*** Selected excerpt Section Begins ***
Bianca had a few initial problems with the IV. On her first try, she took the cap off the needle and accidently pushed a button on the machine, ejecting the needle. After receiving a new needle, she poked her finger, sending a trickle of blood down her hand. Finally, on the third try, she correctly placed the needle in the dummy.

“I stabbed myself in the pinky with the needle after I opened the lid,” Bianca said. “I didn’t know what was going on when I saw the thread hanging from my hand that comes out after the needle is inserted. I pulled the needle out and my glove started to fill with blood”

Setting the cast didn’t cause any major problems, but when it came time for their casts to be taken off, some students experienced fear, including Megan.

“They used a saw with a circular blade to cut off everyone’s casts. It wouldn’t cut skin, though,” Megan said. Despite the professionals running the blade along someone’s arm, some students still had their misgivings. “One boy tried to take his cast off himself without the saw and almost ripped off his hand.”
*** Selected excerpt Section Ends ***
*** Data extracts Section Begins ***
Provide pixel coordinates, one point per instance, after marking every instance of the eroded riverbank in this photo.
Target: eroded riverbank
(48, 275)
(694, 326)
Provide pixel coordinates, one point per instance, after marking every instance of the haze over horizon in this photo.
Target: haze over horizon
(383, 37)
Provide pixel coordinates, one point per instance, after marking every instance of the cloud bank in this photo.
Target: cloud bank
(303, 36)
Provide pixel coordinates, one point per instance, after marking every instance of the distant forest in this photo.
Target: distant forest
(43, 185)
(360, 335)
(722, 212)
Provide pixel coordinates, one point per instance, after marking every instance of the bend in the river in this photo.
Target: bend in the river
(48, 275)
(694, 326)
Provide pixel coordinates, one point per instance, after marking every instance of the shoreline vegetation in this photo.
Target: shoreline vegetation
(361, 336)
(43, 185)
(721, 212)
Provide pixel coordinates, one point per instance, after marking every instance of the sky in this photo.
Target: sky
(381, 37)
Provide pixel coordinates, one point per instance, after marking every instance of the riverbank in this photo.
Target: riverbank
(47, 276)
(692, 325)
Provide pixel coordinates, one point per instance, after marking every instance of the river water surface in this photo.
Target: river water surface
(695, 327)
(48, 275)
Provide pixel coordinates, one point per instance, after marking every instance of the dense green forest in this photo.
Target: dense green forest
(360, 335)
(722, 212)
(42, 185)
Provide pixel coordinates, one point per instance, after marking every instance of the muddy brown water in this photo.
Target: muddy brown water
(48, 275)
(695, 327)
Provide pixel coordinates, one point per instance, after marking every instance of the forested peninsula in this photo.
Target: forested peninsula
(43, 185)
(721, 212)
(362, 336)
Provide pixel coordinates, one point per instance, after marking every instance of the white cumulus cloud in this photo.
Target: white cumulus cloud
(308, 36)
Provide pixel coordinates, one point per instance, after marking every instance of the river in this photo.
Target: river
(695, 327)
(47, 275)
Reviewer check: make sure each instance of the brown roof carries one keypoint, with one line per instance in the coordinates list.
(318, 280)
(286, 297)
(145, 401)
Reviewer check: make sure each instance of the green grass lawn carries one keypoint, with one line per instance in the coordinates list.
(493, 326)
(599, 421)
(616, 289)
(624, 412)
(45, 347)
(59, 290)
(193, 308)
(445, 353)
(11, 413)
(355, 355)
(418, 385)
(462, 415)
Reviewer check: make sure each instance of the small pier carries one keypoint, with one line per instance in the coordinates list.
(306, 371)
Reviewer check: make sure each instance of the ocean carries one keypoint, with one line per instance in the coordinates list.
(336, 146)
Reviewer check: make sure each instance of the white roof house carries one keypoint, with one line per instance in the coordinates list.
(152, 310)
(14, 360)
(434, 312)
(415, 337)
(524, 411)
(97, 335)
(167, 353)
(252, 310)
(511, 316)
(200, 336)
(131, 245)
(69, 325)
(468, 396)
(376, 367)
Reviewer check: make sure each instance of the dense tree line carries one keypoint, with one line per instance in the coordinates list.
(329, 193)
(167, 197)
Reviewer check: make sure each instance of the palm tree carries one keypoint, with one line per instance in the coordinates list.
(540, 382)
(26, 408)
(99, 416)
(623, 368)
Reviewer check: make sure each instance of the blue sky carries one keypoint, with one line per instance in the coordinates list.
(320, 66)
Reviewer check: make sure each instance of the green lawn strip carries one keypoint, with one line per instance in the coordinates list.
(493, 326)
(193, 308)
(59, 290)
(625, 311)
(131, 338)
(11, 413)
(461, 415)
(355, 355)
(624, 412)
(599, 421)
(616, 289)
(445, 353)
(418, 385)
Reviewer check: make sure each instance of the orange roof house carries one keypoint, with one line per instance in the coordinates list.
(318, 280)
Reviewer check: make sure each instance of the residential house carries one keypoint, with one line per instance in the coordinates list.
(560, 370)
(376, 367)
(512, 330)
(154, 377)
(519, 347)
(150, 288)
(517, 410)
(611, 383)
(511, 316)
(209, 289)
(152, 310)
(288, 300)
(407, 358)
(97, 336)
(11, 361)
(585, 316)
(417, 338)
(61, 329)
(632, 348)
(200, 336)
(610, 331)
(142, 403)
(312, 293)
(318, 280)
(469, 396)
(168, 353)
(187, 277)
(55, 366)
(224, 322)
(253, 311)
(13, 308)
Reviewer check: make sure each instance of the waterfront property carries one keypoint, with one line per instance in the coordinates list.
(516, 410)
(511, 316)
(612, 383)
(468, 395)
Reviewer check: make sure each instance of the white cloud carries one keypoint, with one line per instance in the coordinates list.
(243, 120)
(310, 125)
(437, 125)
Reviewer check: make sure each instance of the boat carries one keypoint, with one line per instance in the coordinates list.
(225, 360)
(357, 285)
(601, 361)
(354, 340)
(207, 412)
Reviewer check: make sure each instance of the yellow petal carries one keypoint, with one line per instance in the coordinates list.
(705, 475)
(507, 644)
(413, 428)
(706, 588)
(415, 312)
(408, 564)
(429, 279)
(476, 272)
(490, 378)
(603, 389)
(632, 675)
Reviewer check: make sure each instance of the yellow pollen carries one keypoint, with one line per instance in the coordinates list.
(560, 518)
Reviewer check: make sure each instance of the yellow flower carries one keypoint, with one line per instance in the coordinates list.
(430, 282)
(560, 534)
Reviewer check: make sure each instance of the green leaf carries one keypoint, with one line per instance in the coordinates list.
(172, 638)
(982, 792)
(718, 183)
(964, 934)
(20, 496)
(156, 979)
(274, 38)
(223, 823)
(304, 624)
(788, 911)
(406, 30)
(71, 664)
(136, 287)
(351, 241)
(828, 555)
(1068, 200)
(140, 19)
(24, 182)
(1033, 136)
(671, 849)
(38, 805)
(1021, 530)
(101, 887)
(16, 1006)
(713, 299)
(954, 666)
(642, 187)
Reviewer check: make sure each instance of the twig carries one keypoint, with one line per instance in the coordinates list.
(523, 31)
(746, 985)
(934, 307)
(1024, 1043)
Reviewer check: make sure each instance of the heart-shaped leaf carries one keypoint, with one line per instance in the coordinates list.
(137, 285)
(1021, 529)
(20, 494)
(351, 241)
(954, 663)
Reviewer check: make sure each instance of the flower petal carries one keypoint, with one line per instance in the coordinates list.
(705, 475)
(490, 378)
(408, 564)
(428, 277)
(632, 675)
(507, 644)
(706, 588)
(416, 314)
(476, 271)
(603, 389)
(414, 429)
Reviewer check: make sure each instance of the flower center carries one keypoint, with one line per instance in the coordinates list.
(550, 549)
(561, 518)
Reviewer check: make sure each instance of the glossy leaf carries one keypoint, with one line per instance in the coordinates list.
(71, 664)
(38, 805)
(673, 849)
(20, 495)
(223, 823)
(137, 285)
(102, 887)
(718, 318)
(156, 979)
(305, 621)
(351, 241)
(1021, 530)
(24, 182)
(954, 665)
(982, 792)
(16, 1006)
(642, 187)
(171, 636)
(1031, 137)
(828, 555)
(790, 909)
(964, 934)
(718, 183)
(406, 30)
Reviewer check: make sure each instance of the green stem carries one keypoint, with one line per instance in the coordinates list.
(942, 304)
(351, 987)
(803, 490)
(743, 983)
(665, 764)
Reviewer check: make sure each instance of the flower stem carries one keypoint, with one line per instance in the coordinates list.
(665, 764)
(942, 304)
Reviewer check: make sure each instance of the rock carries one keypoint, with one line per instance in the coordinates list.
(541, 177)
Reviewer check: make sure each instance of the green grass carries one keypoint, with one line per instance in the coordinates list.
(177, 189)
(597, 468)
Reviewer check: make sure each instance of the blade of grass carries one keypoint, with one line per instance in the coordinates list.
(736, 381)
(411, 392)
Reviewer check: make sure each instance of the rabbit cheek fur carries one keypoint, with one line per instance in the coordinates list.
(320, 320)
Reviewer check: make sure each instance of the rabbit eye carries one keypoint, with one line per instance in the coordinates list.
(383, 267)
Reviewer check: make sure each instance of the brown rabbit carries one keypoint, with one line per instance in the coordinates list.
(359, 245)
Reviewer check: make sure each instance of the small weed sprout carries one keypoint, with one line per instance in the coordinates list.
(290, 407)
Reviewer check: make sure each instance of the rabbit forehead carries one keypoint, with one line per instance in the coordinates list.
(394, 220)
*** Data extracts Section Ends ***
▶ [Activity list]
- A) List every body part named in the excerpt about students practicing IVs and casts.
- B) Resume the account of the students' IV and cast practice, starting after its final sentence.

▶ [Answers to the tasks]
- A) finger, hand, pinky, skin, arm

- B)
Besides seeing an actual C-section, Bianca also had the opportunity to see the removal of a sty and a gastric bypass surgery performed live on-screen, though all she could really see were intestines. A day of shadowing an ophthalmologist also led to her seeing a patient come in who had somehow managed to shoot himself in the eye with a staple gun, leaving him possibly permanently blinded.

“It was Friday, so there weren’t any surgeries scheduled,” Bianca said. “I had just been watching the doctors perform eye exams when the nurses at the front desk got the call about the man. The staple had fallen out sometime after his eye got shot, but I could see the black hole left by one of the staple’s prongs in his pupil. He couldn’t read any of the charts and could barely see someone’s hand in front of his face. Everything inside his eye had been completely shattered.”

Megan, on the other hand, was more interested in fields such as dentistry, physical therapy and pharmacy, so she opted out of surgeries. Like real dentists and orthodontists she saw a root canal, a set of braces being put on and a tooth filling up close and personal.

MASH wasn’t all work though. After their group’s casts had set, they competed in “cast games,” competitions in which they had to use their casted arm to complete various tasks such as writing their name, picking up Skittles and sorting them and washing barbecue sauce off their hands. Megan’s cast still smells like KC Masterpiece.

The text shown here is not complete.